**WHAT IS BEING ASKED**
Count how many lines below contain the string "inscription". Case counts, and your reply should be only the number.

┌─ MATERIALS PROVIDED

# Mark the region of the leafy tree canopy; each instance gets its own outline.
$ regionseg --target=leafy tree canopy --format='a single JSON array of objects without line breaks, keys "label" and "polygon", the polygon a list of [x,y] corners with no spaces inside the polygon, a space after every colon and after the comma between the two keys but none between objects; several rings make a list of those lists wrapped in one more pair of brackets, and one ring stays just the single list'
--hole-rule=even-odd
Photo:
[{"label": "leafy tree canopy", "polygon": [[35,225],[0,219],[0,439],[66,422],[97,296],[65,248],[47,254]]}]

└─
┌─ MATERIALS PROVIDED

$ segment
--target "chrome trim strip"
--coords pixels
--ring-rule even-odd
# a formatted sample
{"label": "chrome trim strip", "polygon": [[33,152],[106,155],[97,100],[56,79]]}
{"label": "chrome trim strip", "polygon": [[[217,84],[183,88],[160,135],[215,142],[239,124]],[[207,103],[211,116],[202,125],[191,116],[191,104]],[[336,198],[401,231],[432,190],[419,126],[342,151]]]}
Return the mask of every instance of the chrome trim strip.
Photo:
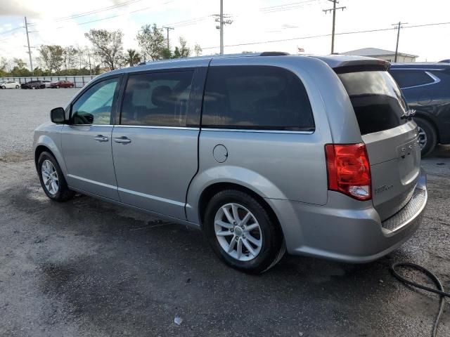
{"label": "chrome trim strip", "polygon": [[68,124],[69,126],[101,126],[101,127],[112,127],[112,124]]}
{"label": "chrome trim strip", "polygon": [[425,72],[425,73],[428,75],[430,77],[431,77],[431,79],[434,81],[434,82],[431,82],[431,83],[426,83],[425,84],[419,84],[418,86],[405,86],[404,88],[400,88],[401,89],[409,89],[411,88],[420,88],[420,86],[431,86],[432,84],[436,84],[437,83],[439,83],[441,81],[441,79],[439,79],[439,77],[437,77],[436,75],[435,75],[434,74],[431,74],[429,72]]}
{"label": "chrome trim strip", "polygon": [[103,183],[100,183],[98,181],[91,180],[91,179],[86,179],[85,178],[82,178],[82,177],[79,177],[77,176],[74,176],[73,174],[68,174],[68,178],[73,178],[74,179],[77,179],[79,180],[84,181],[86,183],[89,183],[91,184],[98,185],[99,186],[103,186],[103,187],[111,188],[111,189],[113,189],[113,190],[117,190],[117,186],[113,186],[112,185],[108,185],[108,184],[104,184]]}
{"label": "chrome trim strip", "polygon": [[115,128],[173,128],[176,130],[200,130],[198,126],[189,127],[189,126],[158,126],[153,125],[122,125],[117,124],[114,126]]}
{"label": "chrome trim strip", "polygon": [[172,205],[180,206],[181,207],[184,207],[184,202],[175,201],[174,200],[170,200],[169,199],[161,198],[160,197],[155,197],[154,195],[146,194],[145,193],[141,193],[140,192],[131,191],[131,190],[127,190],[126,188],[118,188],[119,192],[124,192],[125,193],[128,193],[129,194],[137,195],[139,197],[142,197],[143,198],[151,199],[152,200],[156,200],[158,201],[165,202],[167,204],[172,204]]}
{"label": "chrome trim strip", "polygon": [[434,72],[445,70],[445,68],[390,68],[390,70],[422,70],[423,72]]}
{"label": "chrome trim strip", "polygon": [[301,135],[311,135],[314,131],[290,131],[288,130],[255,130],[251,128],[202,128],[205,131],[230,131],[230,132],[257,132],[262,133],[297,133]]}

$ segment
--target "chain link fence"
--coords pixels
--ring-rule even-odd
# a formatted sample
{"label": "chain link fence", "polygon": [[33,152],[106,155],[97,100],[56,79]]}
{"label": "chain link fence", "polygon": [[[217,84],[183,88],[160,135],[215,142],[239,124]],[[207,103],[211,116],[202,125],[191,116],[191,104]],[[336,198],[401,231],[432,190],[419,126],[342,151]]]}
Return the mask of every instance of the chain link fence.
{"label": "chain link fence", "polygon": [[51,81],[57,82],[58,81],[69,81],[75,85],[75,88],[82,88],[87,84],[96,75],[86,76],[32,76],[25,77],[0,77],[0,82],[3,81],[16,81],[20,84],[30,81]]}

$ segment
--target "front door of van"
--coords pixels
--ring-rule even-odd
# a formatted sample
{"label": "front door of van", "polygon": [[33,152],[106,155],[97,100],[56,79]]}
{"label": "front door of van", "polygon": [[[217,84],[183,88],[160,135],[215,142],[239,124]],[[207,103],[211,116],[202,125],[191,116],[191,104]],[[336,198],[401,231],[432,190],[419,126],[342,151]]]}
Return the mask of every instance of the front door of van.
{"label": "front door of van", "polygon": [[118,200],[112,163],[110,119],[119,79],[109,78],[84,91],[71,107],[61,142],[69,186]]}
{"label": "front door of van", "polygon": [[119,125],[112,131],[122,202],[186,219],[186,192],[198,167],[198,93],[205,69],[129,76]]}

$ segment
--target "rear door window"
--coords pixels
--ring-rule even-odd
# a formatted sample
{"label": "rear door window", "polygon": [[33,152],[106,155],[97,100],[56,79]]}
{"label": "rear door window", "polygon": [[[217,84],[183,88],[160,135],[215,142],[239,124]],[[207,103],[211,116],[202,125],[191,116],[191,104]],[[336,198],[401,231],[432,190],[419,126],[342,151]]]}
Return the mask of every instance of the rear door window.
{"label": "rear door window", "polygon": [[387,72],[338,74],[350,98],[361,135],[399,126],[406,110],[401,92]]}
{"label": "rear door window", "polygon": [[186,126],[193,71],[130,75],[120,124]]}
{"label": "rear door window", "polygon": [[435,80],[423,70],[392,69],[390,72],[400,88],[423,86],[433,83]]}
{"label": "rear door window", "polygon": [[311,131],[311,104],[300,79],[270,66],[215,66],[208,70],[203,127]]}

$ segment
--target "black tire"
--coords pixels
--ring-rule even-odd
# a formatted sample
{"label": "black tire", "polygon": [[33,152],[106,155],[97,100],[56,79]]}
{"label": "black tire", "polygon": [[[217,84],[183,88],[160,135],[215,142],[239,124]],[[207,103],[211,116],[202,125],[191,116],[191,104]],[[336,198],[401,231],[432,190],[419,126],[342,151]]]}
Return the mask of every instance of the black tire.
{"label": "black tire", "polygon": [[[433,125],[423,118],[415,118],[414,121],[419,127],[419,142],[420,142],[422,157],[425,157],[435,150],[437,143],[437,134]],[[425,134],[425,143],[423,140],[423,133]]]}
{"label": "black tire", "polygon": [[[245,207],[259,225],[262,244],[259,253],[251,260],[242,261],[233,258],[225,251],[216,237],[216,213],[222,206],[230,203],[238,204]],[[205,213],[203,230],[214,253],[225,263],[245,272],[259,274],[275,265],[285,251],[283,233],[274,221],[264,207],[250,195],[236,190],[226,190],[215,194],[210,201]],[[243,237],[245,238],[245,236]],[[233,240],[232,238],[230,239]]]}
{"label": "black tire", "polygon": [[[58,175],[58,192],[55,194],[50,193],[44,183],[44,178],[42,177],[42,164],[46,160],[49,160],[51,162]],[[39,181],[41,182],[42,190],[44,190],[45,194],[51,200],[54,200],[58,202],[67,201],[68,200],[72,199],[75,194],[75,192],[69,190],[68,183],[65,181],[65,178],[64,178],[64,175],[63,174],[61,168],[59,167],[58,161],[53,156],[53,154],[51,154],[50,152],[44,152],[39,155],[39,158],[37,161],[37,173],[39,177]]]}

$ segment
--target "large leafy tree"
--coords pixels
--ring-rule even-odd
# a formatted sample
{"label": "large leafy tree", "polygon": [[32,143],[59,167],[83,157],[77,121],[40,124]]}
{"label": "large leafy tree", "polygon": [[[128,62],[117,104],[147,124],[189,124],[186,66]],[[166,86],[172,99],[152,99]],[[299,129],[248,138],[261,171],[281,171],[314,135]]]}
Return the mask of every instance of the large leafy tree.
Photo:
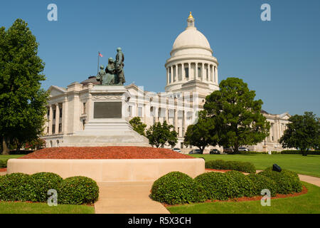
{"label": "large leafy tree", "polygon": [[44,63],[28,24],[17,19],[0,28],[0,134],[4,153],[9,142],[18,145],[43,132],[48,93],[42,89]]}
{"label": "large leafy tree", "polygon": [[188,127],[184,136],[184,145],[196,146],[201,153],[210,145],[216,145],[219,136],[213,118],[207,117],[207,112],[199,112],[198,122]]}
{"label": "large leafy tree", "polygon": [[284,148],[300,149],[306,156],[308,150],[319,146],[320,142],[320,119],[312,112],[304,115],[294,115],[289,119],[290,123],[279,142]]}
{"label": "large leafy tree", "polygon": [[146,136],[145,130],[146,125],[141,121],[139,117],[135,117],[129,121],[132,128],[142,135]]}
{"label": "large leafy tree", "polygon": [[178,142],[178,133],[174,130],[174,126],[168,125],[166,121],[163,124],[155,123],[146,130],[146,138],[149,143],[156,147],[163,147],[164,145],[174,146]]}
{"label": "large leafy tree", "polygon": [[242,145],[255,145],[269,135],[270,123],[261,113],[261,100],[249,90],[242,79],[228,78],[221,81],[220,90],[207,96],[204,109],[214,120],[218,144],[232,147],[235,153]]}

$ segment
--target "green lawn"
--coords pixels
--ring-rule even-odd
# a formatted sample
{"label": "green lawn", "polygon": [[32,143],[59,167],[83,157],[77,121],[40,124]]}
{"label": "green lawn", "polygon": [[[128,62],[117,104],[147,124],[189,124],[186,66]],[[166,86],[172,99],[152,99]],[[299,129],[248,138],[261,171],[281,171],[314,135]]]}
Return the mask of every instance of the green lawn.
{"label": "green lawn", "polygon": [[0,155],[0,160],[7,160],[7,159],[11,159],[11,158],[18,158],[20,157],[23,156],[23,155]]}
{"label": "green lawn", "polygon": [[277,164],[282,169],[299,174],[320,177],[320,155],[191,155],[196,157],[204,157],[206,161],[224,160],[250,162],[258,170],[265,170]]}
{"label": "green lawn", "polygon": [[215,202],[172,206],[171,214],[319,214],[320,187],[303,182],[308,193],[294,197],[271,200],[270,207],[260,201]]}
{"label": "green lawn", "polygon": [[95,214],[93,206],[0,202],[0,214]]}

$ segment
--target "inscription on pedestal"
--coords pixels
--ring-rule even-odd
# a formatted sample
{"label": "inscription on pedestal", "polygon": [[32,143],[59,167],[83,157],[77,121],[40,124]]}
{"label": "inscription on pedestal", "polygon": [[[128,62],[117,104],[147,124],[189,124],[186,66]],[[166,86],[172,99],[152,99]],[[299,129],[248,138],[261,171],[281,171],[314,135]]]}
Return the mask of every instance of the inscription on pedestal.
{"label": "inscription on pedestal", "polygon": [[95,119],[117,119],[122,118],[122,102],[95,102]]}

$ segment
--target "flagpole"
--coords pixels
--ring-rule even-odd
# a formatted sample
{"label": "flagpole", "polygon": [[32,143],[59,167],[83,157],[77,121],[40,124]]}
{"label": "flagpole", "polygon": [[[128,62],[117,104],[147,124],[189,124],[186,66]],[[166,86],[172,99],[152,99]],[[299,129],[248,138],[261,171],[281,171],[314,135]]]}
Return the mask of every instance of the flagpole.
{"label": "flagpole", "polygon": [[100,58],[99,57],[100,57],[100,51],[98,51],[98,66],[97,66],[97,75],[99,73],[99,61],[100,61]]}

└─

**FINAL RESULT**
5